■ **Written instruction**:
Reproduce every item below word for word, changing nothing.

■ **Pointing and labeling entries**:
────────
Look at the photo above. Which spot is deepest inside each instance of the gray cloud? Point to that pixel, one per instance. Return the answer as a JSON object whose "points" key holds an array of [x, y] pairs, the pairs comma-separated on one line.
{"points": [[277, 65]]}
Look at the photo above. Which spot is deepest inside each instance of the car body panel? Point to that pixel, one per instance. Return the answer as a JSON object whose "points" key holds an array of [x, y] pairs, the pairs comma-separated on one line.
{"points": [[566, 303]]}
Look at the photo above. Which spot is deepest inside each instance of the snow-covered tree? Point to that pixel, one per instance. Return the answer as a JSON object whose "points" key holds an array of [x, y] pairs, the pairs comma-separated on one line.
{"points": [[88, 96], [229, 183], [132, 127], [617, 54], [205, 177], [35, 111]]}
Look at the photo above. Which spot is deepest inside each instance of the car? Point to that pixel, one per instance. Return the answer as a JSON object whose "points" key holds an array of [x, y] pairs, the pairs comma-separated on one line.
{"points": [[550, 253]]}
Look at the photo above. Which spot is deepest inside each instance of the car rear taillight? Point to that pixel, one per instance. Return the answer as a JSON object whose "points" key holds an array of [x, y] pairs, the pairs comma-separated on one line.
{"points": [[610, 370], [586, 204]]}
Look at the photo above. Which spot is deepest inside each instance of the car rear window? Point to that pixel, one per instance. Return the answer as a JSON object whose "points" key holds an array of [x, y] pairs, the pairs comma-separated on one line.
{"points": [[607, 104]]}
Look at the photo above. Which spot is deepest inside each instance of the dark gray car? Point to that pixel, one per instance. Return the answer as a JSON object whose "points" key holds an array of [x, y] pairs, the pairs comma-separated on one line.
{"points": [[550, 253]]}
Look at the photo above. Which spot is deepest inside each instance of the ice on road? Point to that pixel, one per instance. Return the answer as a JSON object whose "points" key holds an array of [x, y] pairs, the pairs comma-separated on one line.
────────
■ **Task output**:
Look at the photo above. Which spot is deepest inside each instance of the gray cloud? Point to that pixel, one per instance. Return the answer as a JSON object whose "points" key holds an array of [x, y] pairs, the pairs comma-separated on one line.
{"points": [[277, 65]]}
Look at the photo above. Which spot is deepest inside each instance of the car body panel? Point to that pixel, one per instance. Return the answer as a JSON object whose "points" key holds an array of [x, y] pairs, the pairs comma-separated on one line.
{"points": [[566, 303]]}
Look at the photo above. Which spot is deepest inside each instance of the snow-covered tree? Point to that pixel, one per instance. Return the answer as a JSON object whose "points" key holds an array of [x, y] pairs, the pairs comma-separated on one line.
{"points": [[88, 96], [229, 183], [132, 127], [617, 54], [205, 177], [35, 111]]}
Look at the photo above. Which spot is deepest inside each instance of the car? Point to that pixel, one per instance. Return the answer as a JSON object whose "points" key holds an array of [x, y] pairs, the pairs comma-separated on one line.
{"points": [[550, 253]]}
Look at the photo above. Which spot is deepest inside each instance of the car rear taillight? Point to that pixel, one per instance. Return the answer as a JSON object whose "points" key holds an array of [x, y] pairs, the pairs comma-separated on one line.
{"points": [[610, 370], [586, 204]]}
Look at the photo above. Which spot is deepest inside each instance of the car rear window? Point to that pixel, one per instance. Return the answer as a JSON object whose "points" key holds an array of [x, y] pairs, the pairs comma-separated on one line.
{"points": [[607, 104]]}
Look at the photo above. Which spot is deepest inside each instance of the dark gray car? Point to that pixel, one per instance. Return the answer as a JSON object whose "points" key holds an array of [x, y] pairs, the pairs comma-separated on one line.
{"points": [[550, 253]]}
Look at the photo above. Which spot is deepest inside each instance of the ice on road? Point to that pixel, one per instance. Return the answer as a JSON object whose "points" key holds an array of [x, y] pairs, the pairs comma-separated on one line.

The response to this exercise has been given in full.